■ Page text ■

········

In any event, Houdini was free in 2 minutes and came walking back into the room two minutes later
holding the three cuffs which had now been interlocked together. Note, the image at the top of shows Houdini in a lot more than three pair of cuffs.

After this, Houdini entertained the group with card tricks. This is actually the most interesting part of the article to me. Houdini escaping from handcuffs is what we expect from him. And it's not unheard of for Houdini to do card magic for people. But one trick specifically he performed was The Card Stab. He had a card selected and lost in a shuffled pack. The cards were spread face down on a table. Houdini was then blindfolded, took hold of a spectators wrist, and with the aid of a pen knife, stabbed the selected card. The newspaper said he referred to this as 'mind reading'.

This effect is Malini's Card Stab! Or to be more precise, this was the trick that would be known as Malini's Card Stab.  I always thought it was Malini's trick, but apparently, it wasn't. I don't know the origin of the trick sadly. I can see that tricks like The Card Sword, and Nailing a Card to the Wall, could be precursors to the Card Stab. But I don't know the origin of the Card Stab. It's amazing to see Houdini using it at this appearance. He followed this up with his needle trick. Apparently he put on quite an impromptu show for the police and newspaper reporters present.

········

■ To be done ■
Return the Houdini passage above in full, word for word.

■ Data excerpt ■
········

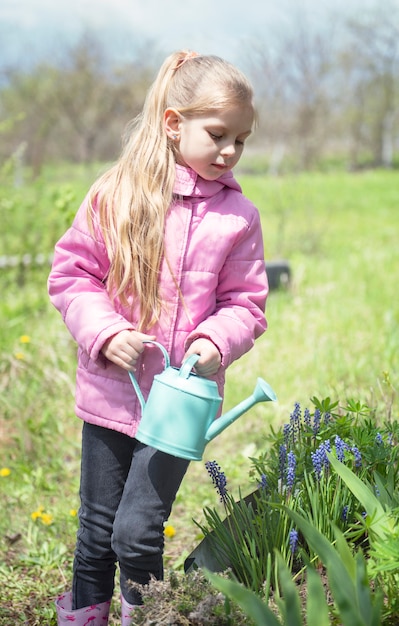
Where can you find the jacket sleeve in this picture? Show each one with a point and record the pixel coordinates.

········

■ Result below ■
In any event, Houdini was free in 2 minutes and came walking back into the room two minutes later
holding the three cuffs which had now been interlocked together. Note, the image at the top of shows Houdini in a lot more than three pair of cuffs.

After this, Houdini entertained the group with card tricks. This is actually the most interesting part of the article to me. Houdini escaping from handcuffs is what we expect from him. And it's not unheard of for Houdini to do card magic for people. But one trick specifically he performed was The Card Stab. He had a card selected and lost in a shuffled pack. The cards were spread face down on a table. Houdini was then blindfolded, took hold of a spectators wrist, and with the aid of a pen knife, stabbed the selected card. The newspaper said he referred to this as 'mind reading'.

This effect is Malini's Card Stab! Or to be more precise, this was the trick that would be known as Malini's Card Stab.  I always thought it was Malini's trick, but apparently, it wasn't. I don't know the origin of the trick sadly. I can see that tricks like The Card Sword, and Nailing a Card to the Wall, could be precursors to the Card Stab. But I don't know the origin of the Card Stab. It's amazing to see Houdini using it at this appearance. He followed this up with his needle trick. Apparently he put on quite an impromptu show for the police and newspaper reporters present.